### EXERCISE INSTRUCTIONS
Copy the material from the line that contains "Where can the girl's dark" through the line that contains "point(565, 475)". Add 131 to every coordinate in the answer points, and leave the requests and their sample points unchanged.

### THE INPUT
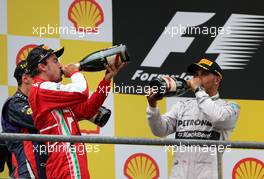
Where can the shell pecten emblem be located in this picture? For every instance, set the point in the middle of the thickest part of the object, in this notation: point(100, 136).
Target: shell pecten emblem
point(86, 15)
point(141, 166)
point(23, 52)
point(248, 168)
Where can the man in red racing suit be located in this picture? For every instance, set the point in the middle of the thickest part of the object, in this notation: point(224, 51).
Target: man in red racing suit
point(56, 108)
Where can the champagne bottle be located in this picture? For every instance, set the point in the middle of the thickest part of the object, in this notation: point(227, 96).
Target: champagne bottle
point(98, 60)
point(169, 86)
point(101, 117)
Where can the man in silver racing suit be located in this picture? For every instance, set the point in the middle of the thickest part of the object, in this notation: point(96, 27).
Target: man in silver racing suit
point(204, 117)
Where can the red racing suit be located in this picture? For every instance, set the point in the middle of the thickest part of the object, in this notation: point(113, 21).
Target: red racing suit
point(56, 108)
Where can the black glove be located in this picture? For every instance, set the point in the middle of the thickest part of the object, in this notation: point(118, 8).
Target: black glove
point(102, 116)
point(3, 155)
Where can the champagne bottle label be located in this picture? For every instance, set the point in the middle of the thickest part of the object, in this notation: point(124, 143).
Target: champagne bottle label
point(99, 59)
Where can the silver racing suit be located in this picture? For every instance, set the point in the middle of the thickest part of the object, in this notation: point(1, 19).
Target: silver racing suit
point(203, 117)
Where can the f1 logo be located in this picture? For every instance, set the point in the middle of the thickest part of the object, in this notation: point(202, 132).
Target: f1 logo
point(235, 48)
point(166, 44)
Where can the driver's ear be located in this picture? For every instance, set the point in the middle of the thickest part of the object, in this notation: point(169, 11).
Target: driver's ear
point(41, 67)
point(217, 80)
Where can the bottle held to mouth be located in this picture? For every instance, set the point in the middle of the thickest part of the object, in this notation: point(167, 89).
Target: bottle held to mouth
point(169, 86)
point(98, 60)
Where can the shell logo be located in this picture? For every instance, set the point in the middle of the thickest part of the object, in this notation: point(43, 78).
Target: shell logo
point(23, 52)
point(141, 166)
point(86, 14)
point(248, 168)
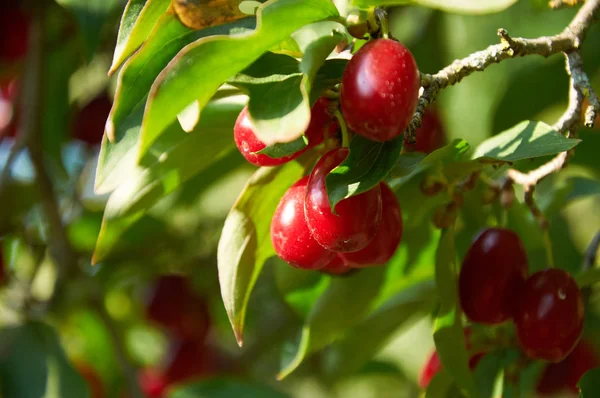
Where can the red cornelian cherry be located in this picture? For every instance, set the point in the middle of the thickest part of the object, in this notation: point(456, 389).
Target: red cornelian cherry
point(380, 90)
point(493, 269)
point(248, 143)
point(357, 219)
point(549, 315)
point(430, 136)
point(290, 235)
point(386, 241)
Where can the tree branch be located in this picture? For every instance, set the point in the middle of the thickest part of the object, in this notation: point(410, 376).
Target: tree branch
point(568, 41)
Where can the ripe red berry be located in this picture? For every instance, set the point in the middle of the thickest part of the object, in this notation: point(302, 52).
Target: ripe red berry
point(383, 246)
point(380, 89)
point(493, 269)
point(248, 143)
point(549, 315)
point(562, 377)
point(357, 218)
point(430, 136)
point(290, 235)
point(90, 121)
point(174, 305)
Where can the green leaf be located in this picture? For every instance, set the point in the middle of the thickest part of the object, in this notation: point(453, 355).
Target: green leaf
point(368, 163)
point(448, 335)
point(118, 156)
point(33, 364)
point(524, 141)
point(363, 341)
point(590, 384)
point(181, 157)
point(137, 22)
point(225, 388)
point(196, 72)
point(245, 243)
point(346, 301)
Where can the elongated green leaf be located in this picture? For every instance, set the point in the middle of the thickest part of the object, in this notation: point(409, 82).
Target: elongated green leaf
point(196, 73)
point(225, 388)
point(363, 341)
point(245, 243)
point(182, 156)
point(368, 163)
point(449, 335)
point(525, 140)
point(137, 22)
point(33, 365)
point(344, 303)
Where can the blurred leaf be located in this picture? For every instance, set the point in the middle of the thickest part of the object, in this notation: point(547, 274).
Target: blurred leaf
point(368, 163)
point(137, 22)
point(225, 388)
point(91, 16)
point(118, 159)
point(364, 340)
point(196, 73)
point(524, 141)
point(346, 301)
point(245, 242)
point(33, 364)
point(449, 336)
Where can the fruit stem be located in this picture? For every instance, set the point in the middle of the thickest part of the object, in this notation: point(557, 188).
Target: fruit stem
point(342, 122)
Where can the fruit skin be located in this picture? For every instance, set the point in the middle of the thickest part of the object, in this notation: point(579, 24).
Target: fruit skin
point(380, 89)
point(388, 236)
point(90, 121)
point(562, 377)
point(357, 218)
point(174, 305)
point(549, 315)
point(430, 136)
point(247, 142)
point(290, 235)
point(493, 270)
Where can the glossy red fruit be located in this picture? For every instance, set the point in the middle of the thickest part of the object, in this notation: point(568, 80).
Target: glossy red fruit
point(247, 142)
point(357, 218)
point(562, 377)
point(290, 235)
point(90, 121)
point(388, 236)
point(174, 305)
point(380, 90)
point(430, 136)
point(493, 269)
point(14, 30)
point(549, 315)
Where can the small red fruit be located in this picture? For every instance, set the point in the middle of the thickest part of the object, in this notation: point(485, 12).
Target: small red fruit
point(430, 136)
point(90, 121)
point(380, 90)
point(357, 218)
point(562, 377)
point(386, 241)
point(493, 269)
point(290, 235)
point(549, 315)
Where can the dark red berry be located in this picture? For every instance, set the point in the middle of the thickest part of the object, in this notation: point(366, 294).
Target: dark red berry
point(290, 235)
point(174, 305)
point(386, 241)
point(357, 218)
point(549, 315)
point(90, 121)
point(430, 136)
point(380, 89)
point(493, 269)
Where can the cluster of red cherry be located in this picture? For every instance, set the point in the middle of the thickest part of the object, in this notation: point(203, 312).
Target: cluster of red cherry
point(547, 308)
point(378, 97)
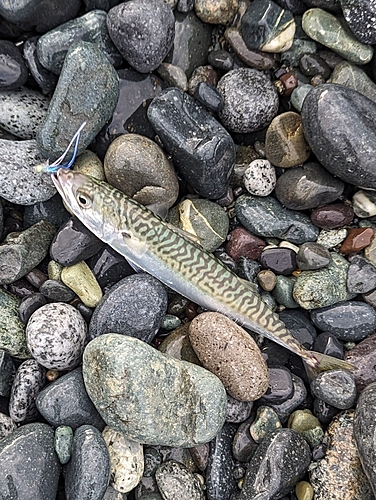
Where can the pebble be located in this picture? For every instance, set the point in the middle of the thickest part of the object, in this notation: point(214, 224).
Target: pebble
point(260, 178)
point(63, 443)
point(330, 109)
point(137, 166)
point(323, 287)
point(92, 96)
point(65, 402)
point(202, 150)
point(12, 330)
point(285, 449)
point(88, 471)
point(135, 306)
point(52, 47)
point(22, 251)
point(268, 218)
point(349, 321)
point(227, 350)
point(320, 26)
point(307, 186)
point(250, 100)
point(187, 390)
point(340, 471)
point(36, 475)
point(29, 380)
point(285, 145)
point(56, 335)
point(127, 460)
point(175, 481)
point(154, 20)
point(268, 27)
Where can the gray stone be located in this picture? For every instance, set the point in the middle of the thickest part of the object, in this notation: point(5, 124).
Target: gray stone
point(126, 379)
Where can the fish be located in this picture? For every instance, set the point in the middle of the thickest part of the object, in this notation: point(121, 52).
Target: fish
point(176, 259)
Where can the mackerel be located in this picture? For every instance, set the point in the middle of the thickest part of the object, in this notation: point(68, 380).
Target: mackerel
point(174, 258)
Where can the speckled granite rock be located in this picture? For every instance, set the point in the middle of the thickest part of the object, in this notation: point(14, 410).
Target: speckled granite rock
point(127, 380)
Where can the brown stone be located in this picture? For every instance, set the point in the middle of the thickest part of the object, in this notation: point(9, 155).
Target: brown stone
point(242, 243)
point(357, 238)
point(229, 352)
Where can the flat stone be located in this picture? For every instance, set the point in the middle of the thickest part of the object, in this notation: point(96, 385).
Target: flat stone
point(124, 376)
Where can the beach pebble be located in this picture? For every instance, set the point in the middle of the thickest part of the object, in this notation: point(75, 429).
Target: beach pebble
point(143, 32)
point(227, 350)
point(135, 306)
point(65, 402)
point(88, 470)
point(127, 460)
point(250, 100)
point(143, 376)
point(202, 150)
point(56, 336)
point(28, 382)
point(29, 463)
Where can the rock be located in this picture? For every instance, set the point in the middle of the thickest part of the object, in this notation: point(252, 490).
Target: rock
point(339, 474)
point(142, 373)
point(65, 402)
point(88, 471)
point(284, 447)
point(29, 464)
point(229, 352)
point(143, 32)
point(250, 100)
point(329, 110)
point(202, 150)
point(127, 460)
point(56, 335)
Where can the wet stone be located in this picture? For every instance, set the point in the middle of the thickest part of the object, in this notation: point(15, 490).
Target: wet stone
point(250, 100)
point(267, 217)
point(88, 471)
point(284, 447)
point(340, 470)
point(307, 187)
point(135, 306)
point(37, 474)
point(348, 321)
point(142, 373)
point(65, 402)
point(202, 150)
point(56, 335)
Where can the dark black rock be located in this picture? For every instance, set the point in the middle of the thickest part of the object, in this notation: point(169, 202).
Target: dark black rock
point(284, 450)
point(348, 321)
point(335, 387)
point(143, 31)
point(308, 186)
point(88, 471)
point(135, 306)
point(65, 402)
point(202, 150)
point(331, 112)
point(220, 481)
point(13, 72)
point(74, 243)
point(29, 466)
point(279, 260)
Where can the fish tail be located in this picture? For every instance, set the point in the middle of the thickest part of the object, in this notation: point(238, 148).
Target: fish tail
point(317, 362)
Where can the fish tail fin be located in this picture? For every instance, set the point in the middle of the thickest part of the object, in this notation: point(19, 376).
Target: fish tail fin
point(318, 362)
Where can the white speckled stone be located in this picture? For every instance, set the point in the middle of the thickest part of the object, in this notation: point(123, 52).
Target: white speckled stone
point(127, 460)
point(55, 336)
point(259, 178)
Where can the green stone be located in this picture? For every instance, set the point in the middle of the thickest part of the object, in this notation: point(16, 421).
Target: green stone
point(12, 330)
point(151, 397)
point(333, 33)
point(324, 287)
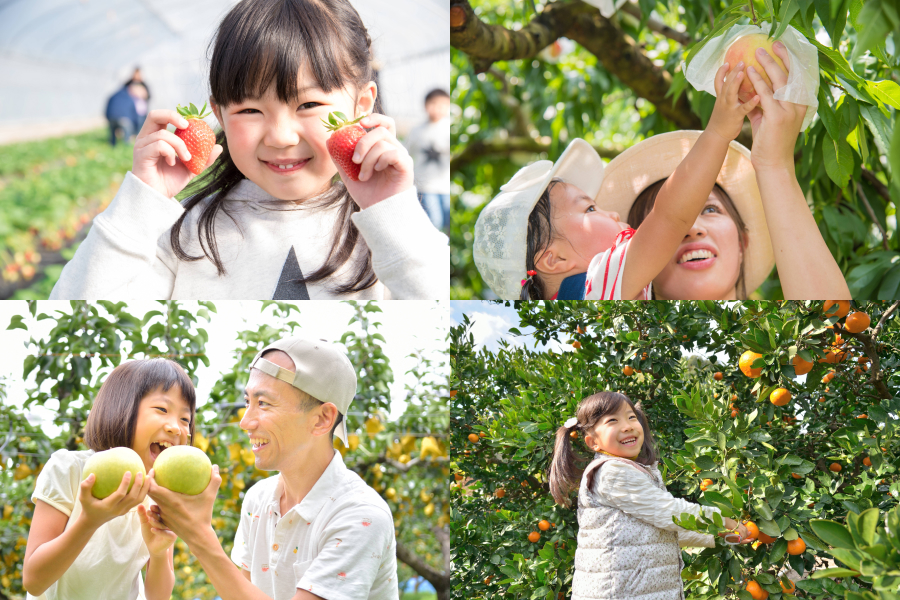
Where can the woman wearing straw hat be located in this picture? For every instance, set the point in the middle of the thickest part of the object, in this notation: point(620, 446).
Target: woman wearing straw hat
point(725, 254)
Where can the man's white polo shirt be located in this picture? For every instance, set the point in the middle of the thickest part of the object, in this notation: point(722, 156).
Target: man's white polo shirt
point(338, 543)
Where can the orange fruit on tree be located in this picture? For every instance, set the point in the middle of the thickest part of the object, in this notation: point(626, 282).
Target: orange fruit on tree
point(756, 591)
point(746, 364)
point(780, 397)
point(836, 308)
point(801, 367)
point(752, 530)
point(857, 322)
point(796, 547)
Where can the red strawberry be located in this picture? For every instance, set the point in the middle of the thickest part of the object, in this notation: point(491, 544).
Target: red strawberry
point(345, 135)
point(198, 137)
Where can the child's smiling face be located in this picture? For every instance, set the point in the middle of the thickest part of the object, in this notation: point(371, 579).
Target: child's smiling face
point(708, 261)
point(163, 416)
point(613, 429)
point(579, 223)
point(265, 132)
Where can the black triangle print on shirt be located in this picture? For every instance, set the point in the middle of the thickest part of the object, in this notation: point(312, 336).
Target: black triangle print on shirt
point(291, 285)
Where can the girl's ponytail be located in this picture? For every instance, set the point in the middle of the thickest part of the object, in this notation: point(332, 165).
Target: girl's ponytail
point(564, 474)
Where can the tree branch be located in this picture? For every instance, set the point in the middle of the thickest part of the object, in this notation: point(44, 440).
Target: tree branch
point(440, 581)
point(498, 146)
point(486, 44)
point(872, 216)
point(622, 57)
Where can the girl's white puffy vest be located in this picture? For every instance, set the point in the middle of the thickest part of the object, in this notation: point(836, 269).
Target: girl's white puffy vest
point(619, 556)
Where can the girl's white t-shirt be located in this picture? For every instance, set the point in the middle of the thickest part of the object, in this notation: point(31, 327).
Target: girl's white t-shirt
point(109, 567)
point(624, 487)
point(605, 273)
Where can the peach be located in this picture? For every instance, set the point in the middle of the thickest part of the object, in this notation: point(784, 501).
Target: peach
point(744, 49)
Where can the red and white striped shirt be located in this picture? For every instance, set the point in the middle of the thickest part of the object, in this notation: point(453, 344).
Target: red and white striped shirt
point(606, 271)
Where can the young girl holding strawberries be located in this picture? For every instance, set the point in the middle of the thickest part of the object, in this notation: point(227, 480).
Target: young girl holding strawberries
point(254, 229)
point(628, 546)
point(80, 547)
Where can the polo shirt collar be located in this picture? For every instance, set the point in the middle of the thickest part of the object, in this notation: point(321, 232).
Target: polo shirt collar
point(324, 489)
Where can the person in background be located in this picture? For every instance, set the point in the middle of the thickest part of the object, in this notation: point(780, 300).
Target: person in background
point(141, 94)
point(122, 115)
point(429, 146)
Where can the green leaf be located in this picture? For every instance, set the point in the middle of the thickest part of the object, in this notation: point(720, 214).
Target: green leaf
point(838, 157)
point(832, 533)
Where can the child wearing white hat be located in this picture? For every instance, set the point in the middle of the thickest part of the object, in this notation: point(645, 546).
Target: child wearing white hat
point(546, 236)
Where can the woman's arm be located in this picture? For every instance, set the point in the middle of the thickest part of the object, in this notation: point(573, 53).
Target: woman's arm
point(160, 576)
point(796, 238)
point(51, 548)
point(685, 192)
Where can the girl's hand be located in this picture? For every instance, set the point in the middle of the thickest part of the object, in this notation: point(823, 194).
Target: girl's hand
point(386, 167)
point(156, 535)
point(97, 512)
point(157, 149)
point(776, 123)
point(728, 113)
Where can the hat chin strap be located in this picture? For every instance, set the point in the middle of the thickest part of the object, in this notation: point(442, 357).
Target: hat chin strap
point(270, 368)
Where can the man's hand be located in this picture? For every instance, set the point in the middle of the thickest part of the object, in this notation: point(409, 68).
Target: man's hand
point(187, 516)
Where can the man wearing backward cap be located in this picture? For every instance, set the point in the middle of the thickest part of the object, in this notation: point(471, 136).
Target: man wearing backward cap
point(315, 529)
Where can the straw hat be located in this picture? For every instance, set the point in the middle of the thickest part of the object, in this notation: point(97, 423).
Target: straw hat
point(502, 227)
point(655, 158)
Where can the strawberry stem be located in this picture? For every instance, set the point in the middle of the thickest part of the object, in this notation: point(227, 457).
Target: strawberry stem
point(337, 119)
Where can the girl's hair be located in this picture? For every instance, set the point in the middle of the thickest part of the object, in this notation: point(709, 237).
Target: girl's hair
point(564, 473)
point(647, 198)
point(539, 237)
point(261, 42)
point(113, 417)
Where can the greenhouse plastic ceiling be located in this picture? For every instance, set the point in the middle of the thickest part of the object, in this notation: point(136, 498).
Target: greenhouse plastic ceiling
point(61, 59)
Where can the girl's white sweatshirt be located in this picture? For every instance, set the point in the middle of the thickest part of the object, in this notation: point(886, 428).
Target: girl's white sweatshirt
point(128, 254)
point(624, 487)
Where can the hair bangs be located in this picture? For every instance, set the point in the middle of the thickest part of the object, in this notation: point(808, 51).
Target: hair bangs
point(271, 42)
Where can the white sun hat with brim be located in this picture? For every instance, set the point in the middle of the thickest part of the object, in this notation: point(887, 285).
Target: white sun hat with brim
point(501, 232)
point(655, 158)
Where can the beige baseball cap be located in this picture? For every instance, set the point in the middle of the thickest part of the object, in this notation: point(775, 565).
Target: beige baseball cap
point(322, 370)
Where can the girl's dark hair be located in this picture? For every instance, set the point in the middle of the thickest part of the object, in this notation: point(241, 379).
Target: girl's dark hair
point(113, 417)
point(647, 198)
point(261, 42)
point(540, 234)
point(565, 475)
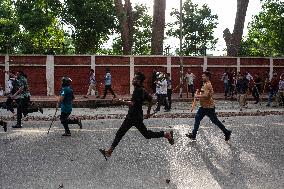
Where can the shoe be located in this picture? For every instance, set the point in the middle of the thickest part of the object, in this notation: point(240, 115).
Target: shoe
point(17, 126)
point(171, 138)
point(66, 134)
point(80, 123)
point(5, 126)
point(228, 136)
point(40, 110)
point(191, 136)
point(104, 153)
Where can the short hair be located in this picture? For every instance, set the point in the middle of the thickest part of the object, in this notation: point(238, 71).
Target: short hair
point(207, 73)
point(140, 76)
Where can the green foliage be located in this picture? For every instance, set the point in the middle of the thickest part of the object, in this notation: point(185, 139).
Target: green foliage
point(92, 21)
point(266, 32)
point(198, 28)
point(142, 32)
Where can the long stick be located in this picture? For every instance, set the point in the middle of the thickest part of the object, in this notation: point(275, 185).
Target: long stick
point(53, 119)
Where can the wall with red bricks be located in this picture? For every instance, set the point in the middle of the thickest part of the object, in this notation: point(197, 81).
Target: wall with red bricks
point(77, 68)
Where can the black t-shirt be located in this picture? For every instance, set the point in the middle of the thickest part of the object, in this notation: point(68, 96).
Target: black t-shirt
point(138, 97)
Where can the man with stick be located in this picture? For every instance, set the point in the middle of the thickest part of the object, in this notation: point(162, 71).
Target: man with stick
point(135, 116)
point(207, 108)
point(65, 102)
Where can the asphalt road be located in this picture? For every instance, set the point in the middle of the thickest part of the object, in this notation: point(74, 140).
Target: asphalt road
point(253, 158)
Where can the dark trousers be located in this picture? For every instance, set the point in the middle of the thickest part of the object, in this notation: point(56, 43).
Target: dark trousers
point(162, 100)
point(127, 124)
point(65, 121)
point(108, 88)
point(169, 95)
point(210, 112)
point(9, 104)
point(191, 89)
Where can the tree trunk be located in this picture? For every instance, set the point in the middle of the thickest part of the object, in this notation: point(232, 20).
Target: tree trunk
point(158, 27)
point(125, 17)
point(233, 40)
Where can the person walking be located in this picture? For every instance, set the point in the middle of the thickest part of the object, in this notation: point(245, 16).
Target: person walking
point(108, 84)
point(65, 103)
point(190, 77)
point(135, 117)
point(207, 108)
point(92, 84)
point(22, 97)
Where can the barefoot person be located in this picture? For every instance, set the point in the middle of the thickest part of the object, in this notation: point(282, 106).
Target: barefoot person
point(135, 117)
point(207, 108)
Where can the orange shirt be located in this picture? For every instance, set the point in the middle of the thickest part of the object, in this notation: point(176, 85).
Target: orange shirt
point(207, 90)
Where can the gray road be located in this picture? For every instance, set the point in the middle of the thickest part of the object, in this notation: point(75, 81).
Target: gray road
point(253, 158)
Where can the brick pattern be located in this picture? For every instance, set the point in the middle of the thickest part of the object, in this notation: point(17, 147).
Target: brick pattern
point(77, 68)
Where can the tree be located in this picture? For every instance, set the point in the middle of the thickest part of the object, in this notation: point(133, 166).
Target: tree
point(142, 23)
point(198, 28)
point(233, 40)
point(266, 31)
point(92, 21)
point(158, 27)
point(125, 17)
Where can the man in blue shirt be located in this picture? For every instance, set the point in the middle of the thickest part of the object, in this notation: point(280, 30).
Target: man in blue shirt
point(65, 102)
point(108, 84)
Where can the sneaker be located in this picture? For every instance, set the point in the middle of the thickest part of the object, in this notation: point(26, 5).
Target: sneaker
point(5, 126)
point(66, 134)
point(40, 110)
point(171, 138)
point(191, 136)
point(228, 136)
point(80, 123)
point(104, 153)
point(17, 126)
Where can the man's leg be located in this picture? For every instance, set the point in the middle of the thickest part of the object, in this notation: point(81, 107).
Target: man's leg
point(210, 112)
point(198, 117)
point(64, 121)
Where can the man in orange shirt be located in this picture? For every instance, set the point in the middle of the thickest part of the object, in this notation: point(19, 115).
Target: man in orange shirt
point(207, 108)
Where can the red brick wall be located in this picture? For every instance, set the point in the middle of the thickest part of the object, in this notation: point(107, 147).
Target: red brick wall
point(77, 68)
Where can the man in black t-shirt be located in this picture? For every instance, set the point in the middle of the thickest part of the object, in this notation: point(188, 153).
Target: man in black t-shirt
point(135, 116)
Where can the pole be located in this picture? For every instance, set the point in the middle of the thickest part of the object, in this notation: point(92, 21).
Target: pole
point(181, 52)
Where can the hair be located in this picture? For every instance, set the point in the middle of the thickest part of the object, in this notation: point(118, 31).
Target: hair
point(140, 76)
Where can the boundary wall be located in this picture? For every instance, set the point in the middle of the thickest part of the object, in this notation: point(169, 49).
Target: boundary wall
point(45, 71)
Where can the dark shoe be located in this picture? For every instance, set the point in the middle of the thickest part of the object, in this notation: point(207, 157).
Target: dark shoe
point(228, 136)
point(191, 136)
point(5, 126)
point(104, 153)
point(40, 110)
point(171, 138)
point(17, 126)
point(80, 123)
point(66, 134)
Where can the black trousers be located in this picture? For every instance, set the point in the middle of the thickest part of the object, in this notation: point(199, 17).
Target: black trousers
point(23, 108)
point(108, 88)
point(169, 95)
point(65, 121)
point(127, 124)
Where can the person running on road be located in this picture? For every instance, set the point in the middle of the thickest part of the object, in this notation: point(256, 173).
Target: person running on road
point(135, 116)
point(207, 108)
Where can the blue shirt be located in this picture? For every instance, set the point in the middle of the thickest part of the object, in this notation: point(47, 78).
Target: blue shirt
point(66, 104)
point(108, 79)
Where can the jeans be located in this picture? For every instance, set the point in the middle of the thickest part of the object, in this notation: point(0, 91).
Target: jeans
point(127, 124)
point(210, 112)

### EXERCISE SOLUTION
Where can the girl's dark hair be located in this picture? For every instance, set the point in the middle of the thickest part of the object, in this notation: point(241, 379).
Target: girl's dark hair
point(244, 548)
point(778, 329)
point(392, 173)
point(671, 365)
point(696, 606)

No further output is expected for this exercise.